Select every line in the items below that contains the word "cloud", and copy each one. Case counts.

%%

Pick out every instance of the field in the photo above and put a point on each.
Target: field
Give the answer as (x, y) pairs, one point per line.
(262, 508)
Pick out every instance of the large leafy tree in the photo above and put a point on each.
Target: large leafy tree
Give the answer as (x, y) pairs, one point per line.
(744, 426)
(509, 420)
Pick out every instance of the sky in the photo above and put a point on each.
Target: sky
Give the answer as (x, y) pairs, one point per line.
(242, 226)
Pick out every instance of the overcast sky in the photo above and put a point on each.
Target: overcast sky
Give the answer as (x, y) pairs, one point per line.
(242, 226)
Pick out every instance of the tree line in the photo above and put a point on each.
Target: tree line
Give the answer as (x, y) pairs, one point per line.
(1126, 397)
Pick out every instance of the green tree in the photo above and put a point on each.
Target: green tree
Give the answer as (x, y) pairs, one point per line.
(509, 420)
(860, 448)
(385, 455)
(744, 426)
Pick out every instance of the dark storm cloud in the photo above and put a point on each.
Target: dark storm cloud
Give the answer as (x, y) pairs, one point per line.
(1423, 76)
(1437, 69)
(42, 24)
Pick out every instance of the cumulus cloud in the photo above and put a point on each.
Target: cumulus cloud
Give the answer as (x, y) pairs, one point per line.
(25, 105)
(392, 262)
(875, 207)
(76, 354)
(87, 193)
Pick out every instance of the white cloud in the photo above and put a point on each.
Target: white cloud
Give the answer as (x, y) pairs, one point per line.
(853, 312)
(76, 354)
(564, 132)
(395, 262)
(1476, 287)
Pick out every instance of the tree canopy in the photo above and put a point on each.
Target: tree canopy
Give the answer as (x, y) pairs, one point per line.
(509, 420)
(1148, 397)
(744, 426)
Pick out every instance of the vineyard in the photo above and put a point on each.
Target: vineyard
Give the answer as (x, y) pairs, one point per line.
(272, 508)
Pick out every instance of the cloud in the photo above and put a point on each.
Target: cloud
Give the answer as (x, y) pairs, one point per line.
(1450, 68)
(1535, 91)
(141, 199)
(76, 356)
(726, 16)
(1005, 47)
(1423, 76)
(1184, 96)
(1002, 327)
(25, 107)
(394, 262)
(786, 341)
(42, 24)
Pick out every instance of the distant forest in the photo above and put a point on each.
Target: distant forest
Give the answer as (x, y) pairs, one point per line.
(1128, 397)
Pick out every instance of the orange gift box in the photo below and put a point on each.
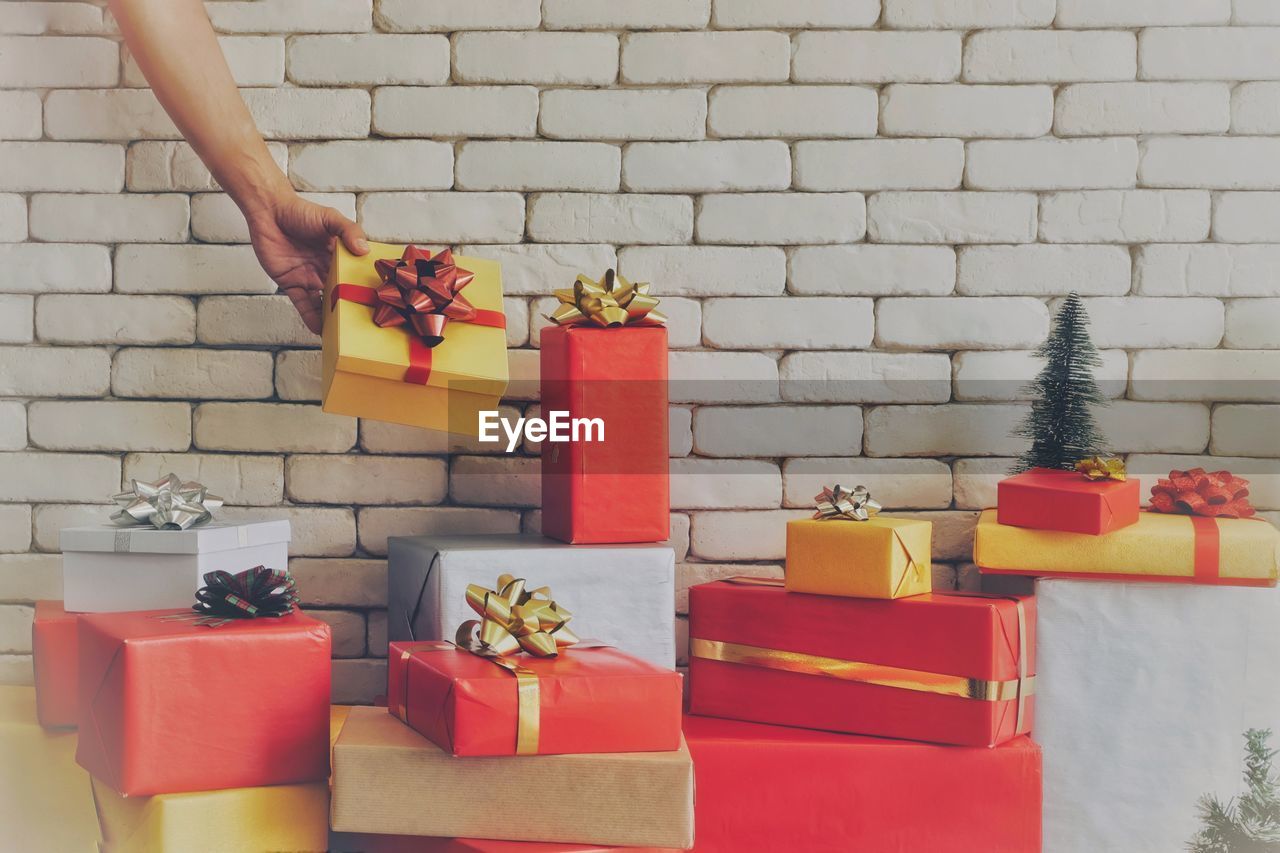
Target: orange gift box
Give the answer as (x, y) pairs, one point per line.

%%
%%

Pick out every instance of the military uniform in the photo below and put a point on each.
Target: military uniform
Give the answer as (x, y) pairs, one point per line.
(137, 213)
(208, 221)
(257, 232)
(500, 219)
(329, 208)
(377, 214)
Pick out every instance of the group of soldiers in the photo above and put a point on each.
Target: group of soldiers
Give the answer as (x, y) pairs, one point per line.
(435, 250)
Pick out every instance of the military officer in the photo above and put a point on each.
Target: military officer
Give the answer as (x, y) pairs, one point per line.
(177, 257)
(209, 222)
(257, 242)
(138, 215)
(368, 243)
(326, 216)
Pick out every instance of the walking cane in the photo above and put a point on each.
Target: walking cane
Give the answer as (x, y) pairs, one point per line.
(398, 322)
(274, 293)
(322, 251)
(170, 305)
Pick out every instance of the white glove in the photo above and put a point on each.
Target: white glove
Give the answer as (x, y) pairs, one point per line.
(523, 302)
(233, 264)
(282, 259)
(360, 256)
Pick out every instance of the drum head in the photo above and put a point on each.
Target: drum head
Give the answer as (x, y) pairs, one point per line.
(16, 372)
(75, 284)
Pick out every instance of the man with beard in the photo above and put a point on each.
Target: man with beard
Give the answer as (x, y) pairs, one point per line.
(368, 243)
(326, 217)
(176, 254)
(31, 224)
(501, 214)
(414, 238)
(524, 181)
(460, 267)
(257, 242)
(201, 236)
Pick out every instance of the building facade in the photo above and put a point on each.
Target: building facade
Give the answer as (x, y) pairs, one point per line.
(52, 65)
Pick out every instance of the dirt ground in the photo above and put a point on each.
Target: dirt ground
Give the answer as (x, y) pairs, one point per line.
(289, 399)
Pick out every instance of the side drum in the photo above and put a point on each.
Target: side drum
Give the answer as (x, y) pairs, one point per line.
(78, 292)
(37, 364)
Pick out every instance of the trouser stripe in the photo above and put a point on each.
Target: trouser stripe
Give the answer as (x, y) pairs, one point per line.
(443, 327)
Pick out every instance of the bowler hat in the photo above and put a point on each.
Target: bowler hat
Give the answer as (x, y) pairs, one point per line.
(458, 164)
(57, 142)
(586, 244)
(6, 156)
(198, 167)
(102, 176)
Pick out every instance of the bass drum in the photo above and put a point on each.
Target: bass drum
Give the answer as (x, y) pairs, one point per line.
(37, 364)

%%

- Correct output -
Pick out every instance of the dark storm cloud in the photo above and put a point on each.
Target: dark storm cloud
Pick out every instance of the cumulus cloud in the photo above and put a point on each.
Target: cumulus cloud
Pick out every instance of the white cloud in the photo above and put a point on each.
Target: white cloud
Pick out every instance of the cloud in the photo above and put a point on each.
Target: cloud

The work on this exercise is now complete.